=== Brief ===
The records that follow are to be given again exactly.

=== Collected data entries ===
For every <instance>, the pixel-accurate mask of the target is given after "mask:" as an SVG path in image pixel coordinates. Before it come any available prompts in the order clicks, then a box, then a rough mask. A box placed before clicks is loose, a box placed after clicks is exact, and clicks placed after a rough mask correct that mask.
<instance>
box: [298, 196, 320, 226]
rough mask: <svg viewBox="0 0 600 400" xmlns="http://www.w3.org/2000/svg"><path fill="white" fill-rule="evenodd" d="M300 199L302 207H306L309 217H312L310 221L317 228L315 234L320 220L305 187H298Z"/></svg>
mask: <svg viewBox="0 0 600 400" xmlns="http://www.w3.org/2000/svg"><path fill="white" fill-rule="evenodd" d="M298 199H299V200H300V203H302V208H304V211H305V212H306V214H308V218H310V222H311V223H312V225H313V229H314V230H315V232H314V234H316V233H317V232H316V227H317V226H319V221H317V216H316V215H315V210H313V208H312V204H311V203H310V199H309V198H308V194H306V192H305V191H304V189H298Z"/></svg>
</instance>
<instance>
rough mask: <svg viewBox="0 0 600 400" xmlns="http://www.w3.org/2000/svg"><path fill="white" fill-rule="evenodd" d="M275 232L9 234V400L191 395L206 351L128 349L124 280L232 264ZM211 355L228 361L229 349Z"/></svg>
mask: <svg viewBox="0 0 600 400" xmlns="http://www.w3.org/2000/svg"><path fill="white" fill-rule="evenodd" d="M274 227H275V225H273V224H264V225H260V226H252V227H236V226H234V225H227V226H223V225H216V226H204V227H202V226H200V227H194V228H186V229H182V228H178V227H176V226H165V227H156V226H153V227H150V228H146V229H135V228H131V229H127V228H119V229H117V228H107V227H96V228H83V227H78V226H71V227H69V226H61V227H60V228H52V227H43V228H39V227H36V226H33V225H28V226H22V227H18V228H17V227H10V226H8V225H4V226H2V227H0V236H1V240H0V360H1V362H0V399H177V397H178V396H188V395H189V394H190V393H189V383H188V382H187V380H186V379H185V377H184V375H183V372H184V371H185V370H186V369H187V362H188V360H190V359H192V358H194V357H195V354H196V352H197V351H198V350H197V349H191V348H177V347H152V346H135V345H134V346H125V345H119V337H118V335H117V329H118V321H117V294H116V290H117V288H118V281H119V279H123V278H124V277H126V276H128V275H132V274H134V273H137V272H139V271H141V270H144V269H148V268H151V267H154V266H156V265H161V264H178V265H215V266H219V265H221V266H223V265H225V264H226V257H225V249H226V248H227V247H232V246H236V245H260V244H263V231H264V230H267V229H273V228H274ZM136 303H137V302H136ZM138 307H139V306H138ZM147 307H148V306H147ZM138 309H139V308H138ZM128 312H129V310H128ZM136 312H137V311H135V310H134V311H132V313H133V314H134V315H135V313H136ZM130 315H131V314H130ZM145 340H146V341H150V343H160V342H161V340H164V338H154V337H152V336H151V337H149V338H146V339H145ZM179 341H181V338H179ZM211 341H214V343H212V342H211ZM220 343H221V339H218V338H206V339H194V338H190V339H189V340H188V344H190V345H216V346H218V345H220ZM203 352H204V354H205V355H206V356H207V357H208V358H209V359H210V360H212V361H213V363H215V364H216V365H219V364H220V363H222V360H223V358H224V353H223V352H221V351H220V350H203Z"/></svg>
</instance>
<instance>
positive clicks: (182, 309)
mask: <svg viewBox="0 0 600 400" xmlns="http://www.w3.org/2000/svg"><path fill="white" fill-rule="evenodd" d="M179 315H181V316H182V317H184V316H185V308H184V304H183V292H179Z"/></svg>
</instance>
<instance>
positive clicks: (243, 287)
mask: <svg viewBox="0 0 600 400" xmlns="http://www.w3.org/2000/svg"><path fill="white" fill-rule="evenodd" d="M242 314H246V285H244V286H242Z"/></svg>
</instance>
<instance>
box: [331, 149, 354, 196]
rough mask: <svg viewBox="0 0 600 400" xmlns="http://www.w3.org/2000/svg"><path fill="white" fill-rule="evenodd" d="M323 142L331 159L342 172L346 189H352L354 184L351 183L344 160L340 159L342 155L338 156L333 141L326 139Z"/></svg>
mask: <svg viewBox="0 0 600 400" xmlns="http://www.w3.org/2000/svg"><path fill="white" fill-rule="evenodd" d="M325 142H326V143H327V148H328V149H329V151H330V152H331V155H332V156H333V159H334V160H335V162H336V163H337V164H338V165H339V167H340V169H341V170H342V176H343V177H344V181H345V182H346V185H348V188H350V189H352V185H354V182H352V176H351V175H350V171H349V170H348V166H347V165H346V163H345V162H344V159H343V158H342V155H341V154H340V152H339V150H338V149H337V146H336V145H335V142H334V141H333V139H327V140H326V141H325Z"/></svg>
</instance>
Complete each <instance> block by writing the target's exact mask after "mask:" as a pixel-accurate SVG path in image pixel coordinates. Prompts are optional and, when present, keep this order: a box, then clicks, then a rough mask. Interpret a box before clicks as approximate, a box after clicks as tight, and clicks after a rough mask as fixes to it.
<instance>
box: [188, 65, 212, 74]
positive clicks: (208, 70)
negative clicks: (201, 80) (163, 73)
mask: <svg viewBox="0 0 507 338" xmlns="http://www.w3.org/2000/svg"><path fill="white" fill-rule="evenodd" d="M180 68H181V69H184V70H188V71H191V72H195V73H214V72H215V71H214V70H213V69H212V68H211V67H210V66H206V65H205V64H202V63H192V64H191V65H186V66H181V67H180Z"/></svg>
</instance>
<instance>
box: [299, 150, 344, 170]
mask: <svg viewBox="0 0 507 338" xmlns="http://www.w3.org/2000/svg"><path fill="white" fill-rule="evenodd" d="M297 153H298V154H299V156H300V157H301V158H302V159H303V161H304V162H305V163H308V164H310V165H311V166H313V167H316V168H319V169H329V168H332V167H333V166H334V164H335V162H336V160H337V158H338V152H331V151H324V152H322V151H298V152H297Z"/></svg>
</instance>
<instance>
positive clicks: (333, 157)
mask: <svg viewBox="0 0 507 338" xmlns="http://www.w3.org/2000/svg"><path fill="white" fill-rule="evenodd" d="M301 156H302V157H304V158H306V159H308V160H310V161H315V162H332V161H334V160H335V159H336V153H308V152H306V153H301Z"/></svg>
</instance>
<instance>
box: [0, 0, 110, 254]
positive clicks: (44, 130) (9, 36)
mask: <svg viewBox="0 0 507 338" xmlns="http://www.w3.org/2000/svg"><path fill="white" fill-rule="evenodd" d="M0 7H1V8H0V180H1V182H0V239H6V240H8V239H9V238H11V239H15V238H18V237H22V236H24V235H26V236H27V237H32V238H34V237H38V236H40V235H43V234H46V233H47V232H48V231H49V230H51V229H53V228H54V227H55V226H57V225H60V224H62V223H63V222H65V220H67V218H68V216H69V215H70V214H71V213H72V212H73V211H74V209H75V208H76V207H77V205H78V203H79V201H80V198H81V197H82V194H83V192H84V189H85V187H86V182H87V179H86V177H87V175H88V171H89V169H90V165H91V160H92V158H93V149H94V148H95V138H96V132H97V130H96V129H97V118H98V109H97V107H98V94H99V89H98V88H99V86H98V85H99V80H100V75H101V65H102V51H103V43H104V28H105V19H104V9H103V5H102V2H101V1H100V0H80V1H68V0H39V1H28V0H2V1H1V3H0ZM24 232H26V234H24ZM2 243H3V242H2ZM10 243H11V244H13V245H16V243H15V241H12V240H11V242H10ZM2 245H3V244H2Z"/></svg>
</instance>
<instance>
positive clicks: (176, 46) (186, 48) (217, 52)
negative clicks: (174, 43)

=== Your solution ===
For every <instance>, the pixel-accurate mask of the target is given after "mask:" as an SVG path in image pixel coordinates. Before it come any available prompts in the order clicks, then a box, then a rough mask. A box placed before clicks is loose, a box placed after clicks is exact, and clicks placed after a rough mask correct that mask.
<instance>
box: [298, 196, 320, 226]
rough mask: <svg viewBox="0 0 600 400" xmlns="http://www.w3.org/2000/svg"><path fill="white" fill-rule="evenodd" d="M300 199L302 207H306L309 217H312L310 221L317 228L315 234L320 220L305 187H298Z"/></svg>
mask: <svg viewBox="0 0 600 400" xmlns="http://www.w3.org/2000/svg"><path fill="white" fill-rule="evenodd" d="M298 199H299V200H300V203H302V208H304V211H305V212H306V214H308V218H310V222H311V223H312V225H313V229H314V230H315V232H314V234H316V233H317V232H316V227H317V226H319V221H317V216H316V215H315V210H313V208H312V204H311V203H310V199H309V198H308V194H306V192H305V191H304V189H298Z"/></svg>
</instance>
<instance>
rough mask: <svg viewBox="0 0 600 400" xmlns="http://www.w3.org/2000/svg"><path fill="white" fill-rule="evenodd" d="M275 232L9 234V400L191 395L206 351L128 349L124 280L232 264ZM211 355L228 361L229 349Z"/></svg>
mask: <svg viewBox="0 0 600 400" xmlns="http://www.w3.org/2000/svg"><path fill="white" fill-rule="evenodd" d="M274 227H275V225H273V224H264V225H260V226H252V227H236V226H234V225H227V226H223V225H216V226H204V227H202V226H200V227H194V228H186V229H182V228H178V227H176V226H165V227H156V226H153V227H150V228H146V229H135V228H131V229H127V228H119V229H117V228H107V227H96V228H83V227H78V226H71V227H69V226H61V227H60V228H52V227H43V228H39V227H36V226H33V225H28V226H22V227H18V228H17V227H10V226H8V225H4V226H2V227H0V236H1V240H0V360H1V362H0V399H177V397H178V396H188V395H189V394H190V393H189V383H188V382H187V380H186V379H185V377H184V375H183V372H184V371H185V370H186V369H187V362H188V360H190V359H192V358H194V357H195V354H196V352H197V351H198V350H197V349H191V348H177V347H152V346H135V345H134V346H125V345H119V337H118V335H117V329H118V321H117V294H116V290H117V288H118V281H119V279H123V278H124V277H126V276H128V275H132V274H134V273H137V272H139V271H141V270H144V269H148V268H151V267H154V266H156V265H161V264H178V265H215V266H219V265H221V266H223V265H225V264H226V257H225V249H226V248H227V247H232V246H236V245H260V244H263V231H264V230H267V229H273V228H274ZM136 303H137V302H136ZM138 307H139V306H138ZM147 307H148V306H147ZM138 309H139V308H138ZM128 312H129V310H128ZM136 312H137V311H135V310H134V311H132V313H133V314H134V315H135V313H136ZM130 315H131V314H130ZM145 340H146V341H150V343H160V342H161V340H164V338H154V337H152V336H151V337H149V338H146V339H145ZM179 341H181V338H179ZM211 341H214V343H212V342H211ZM220 343H221V339H218V338H206V339H194V338H190V339H189V340H188V344H190V345H216V346H218V345H220ZM203 352H204V354H205V355H206V356H207V357H208V358H209V359H210V360H212V361H213V363H215V364H216V365H219V364H220V363H222V360H223V358H224V353H223V352H221V351H220V350H203Z"/></svg>
</instance>
<instance>
positive clicks: (182, 309)
mask: <svg viewBox="0 0 600 400" xmlns="http://www.w3.org/2000/svg"><path fill="white" fill-rule="evenodd" d="M179 315H181V316H182V317H184V316H185V308H184V304H183V292H179Z"/></svg>
</instance>
<instance>
positive clicks: (243, 287)
mask: <svg viewBox="0 0 600 400" xmlns="http://www.w3.org/2000/svg"><path fill="white" fill-rule="evenodd" d="M242 314H246V285H244V286H242Z"/></svg>
</instance>
<instance>
box: [331, 149, 354, 196]
rough mask: <svg viewBox="0 0 600 400" xmlns="http://www.w3.org/2000/svg"><path fill="white" fill-rule="evenodd" d="M323 142L331 159L342 172L346 189H352L354 184L351 183L344 160L340 159L342 155L338 156L333 141L326 139Z"/></svg>
mask: <svg viewBox="0 0 600 400" xmlns="http://www.w3.org/2000/svg"><path fill="white" fill-rule="evenodd" d="M325 142H326V143H327V148H328V149H329V151H330V152H331V155H332V156H333V159H334V160H335V162H336V163H337V164H338V165H339V167H340V169H341V170H342V176H343V177H344V181H345V182H346V185H348V188H350V189H352V185H354V182H352V176H351V175H350V171H349V170H348V166H347V165H346V163H345V162H344V159H343V158H342V155H341V154H340V152H339V150H338V149H337V146H336V145H335V142H334V141H333V139H327V140H326V141H325Z"/></svg>
</instance>
Complete each <instance> block by writing the target's exact mask after "mask:" as a pixel-accurate SVG path in image pixel coordinates. Prompts are optional and, when present, keep this order: a box, then clicks, then a rough mask. Interpret a box before clicks as approximate, a box after clicks as tight, and clicks after a rough mask as fixes to it.
<instance>
box: [188, 65, 212, 74]
positive clicks: (208, 70)
negative clicks: (201, 80) (163, 73)
mask: <svg viewBox="0 0 507 338" xmlns="http://www.w3.org/2000/svg"><path fill="white" fill-rule="evenodd" d="M180 68H181V69H184V70H188V71H191V72H195V73H214V72H215V71H214V70H213V69H212V68H211V67H210V66H206V65H205V64H202V63H192V64H191V65H186V66H181V67H180Z"/></svg>
</instance>
<instance>
box: [299, 150, 344, 170]
mask: <svg viewBox="0 0 507 338" xmlns="http://www.w3.org/2000/svg"><path fill="white" fill-rule="evenodd" d="M297 153H298V154H299V156H300V157H301V158H302V159H303V161H304V162H305V163H308V164H310V165H311V166H313V167H316V168H319V169H329V168H332V167H333V166H334V164H335V162H336V160H337V158H338V152H331V151H324V152H322V151H298V152H297Z"/></svg>
</instance>
<instance>
positive clicks: (333, 157)
mask: <svg viewBox="0 0 507 338" xmlns="http://www.w3.org/2000/svg"><path fill="white" fill-rule="evenodd" d="M301 156H302V157H304V158H306V159H308V160H310V161H315V162H332V161H334V160H335V159H336V153H308V152H306V153H301Z"/></svg>
</instance>
<instance>
box: [0, 0, 110, 254]
positive clicks: (44, 130) (9, 36)
mask: <svg viewBox="0 0 507 338" xmlns="http://www.w3.org/2000/svg"><path fill="white" fill-rule="evenodd" d="M0 7H1V8H0V180H1V182H0V239H6V240H8V239H9V238H11V239H15V238H18V237H22V236H24V235H26V236H27V237H32V238H34V237H38V236H40V235H43V234H46V233H47V232H48V231H49V230H51V229H53V228H54V227H55V226H57V225H60V224H62V223H63V222H65V220H67V218H68V216H69V215H70V214H71V213H72V212H73V211H74V209H75V208H76V207H77V205H78V203H79V201H80V198H81V197H82V194H83V192H84V189H85V187H86V182H87V179H86V177H87V175H88V171H89V169H90V165H91V160H92V158H93V149H94V148H95V138H96V132H97V130H96V129H97V118H98V109H97V107H98V94H99V89H98V88H99V86H98V85H99V80H100V75H101V65H102V51H103V43H104V28H105V19H104V9H103V5H102V2H101V1H100V0H80V1H68V0H39V1H28V0H2V1H1V3H0ZM24 232H26V234H24ZM2 243H3V242H2ZM10 243H11V244H13V245H16V243H15V241H12V240H11V242H10ZM2 245H3V244H2Z"/></svg>
</instance>
<instance>
positive clicks: (176, 46) (186, 48) (217, 52)
negative clicks: (174, 43)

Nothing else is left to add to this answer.